— START OF Records for the exercise —
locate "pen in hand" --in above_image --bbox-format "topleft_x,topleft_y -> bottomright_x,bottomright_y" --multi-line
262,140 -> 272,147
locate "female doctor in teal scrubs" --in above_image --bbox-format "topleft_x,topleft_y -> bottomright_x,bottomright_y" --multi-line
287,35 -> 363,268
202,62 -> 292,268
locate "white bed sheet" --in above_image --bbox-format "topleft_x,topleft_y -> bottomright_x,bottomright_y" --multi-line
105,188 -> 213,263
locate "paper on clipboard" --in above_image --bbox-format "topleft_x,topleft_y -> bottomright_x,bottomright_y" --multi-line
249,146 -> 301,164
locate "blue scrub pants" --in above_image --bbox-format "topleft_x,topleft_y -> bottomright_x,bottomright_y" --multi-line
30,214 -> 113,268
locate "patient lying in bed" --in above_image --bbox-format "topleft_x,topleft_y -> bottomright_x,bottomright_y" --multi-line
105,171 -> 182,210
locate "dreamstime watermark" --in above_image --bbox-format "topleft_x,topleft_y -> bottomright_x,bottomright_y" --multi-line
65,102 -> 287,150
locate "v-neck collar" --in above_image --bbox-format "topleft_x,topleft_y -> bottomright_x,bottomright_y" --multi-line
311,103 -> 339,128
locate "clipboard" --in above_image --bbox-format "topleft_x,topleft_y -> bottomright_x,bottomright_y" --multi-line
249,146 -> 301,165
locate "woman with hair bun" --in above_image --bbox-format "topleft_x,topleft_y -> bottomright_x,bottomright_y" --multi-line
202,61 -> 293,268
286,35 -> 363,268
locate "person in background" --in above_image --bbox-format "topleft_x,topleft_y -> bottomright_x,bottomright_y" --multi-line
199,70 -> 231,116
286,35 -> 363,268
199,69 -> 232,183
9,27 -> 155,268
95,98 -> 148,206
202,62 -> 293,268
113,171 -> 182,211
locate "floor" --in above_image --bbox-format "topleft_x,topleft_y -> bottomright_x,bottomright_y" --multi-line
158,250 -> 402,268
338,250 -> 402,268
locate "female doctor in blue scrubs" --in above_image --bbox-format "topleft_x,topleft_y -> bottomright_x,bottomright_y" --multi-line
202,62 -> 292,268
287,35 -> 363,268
— END OF Records for the exercise —
◆ **Task statement**
Copy every one of the records above word for word, character for character, with nothing added or left out.

◆ **Finished exercise**
locate "pen in hand" --in above_image --bbox-format "topleft_x,topleft_y -> bottomright_x,bottomright_y" --multi-line
262,140 -> 272,147
locate "female doctor in teal scrubs" --in above_image --bbox-format "topleft_x,topleft_y -> bottomright_x,bottomright_y" --multi-line
287,35 -> 363,268
202,62 -> 292,268
locate "white bed sheet" --in above_image --bbox-format "topleft_x,topleft_y -> bottomright_x,bottomright_y" --multi-line
105,188 -> 213,263
locate "paper on clipboard" --in above_image --bbox-format "topleft_x,topleft_y -> bottomright_x,bottomright_y" --multi-line
249,146 -> 301,164
locate "blue scrub pants" --in above_image --bbox-format "topleft_x,topleft_y -> bottomright_x,bottomright_y" --multi-line
30,214 -> 113,268
locate "patient lying in bed" --in above_image --bbox-format "topleft_x,topleft_y -> bottomright_x,bottomright_y" --multi-line
105,171 -> 182,210
locate "dreamstime watermark" --in above_image --bbox-format "topleft_x,topleft_y -> bottomright_x,bottomright_y" --multi-line
65,102 -> 287,150
locate "v-neck collar" --in above_image --bbox-format "topleft_x,topleft_y -> bottomright_x,bottomright_y" --multi-line
311,103 -> 339,128
locate "clipboard" --in above_image --bbox-format "topleft_x,topleft_y -> bottomright_x,bottomright_y" --multi-line
249,146 -> 301,165
locate "woman with hair bun" --in above_image --bbox-format "topleft_x,topleft_y -> bottomright_x,bottomright_y" --multi-line
202,61 -> 293,268
286,35 -> 363,268
locate "person in background" --in above_image --bbox-format "topleft_x,topleft_y -> bottomright_x,bottomright_y" --multi-line
199,70 -> 231,116
286,35 -> 363,268
199,69 -> 232,183
9,27 -> 155,268
95,98 -> 148,206
202,62 -> 293,268
113,171 -> 182,211
locate "floor" --in above_image --bbox-format "topleft_x,topleft_y -> bottomright_x,bottomright_y" --multi-line
158,250 -> 402,268
338,250 -> 402,268
locate "female doctor in blue scrubs" --in above_image --bbox-format "topleft_x,topleft_y -> bottomright_x,bottomright_y" --multi-line
202,62 -> 292,268
287,35 -> 363,268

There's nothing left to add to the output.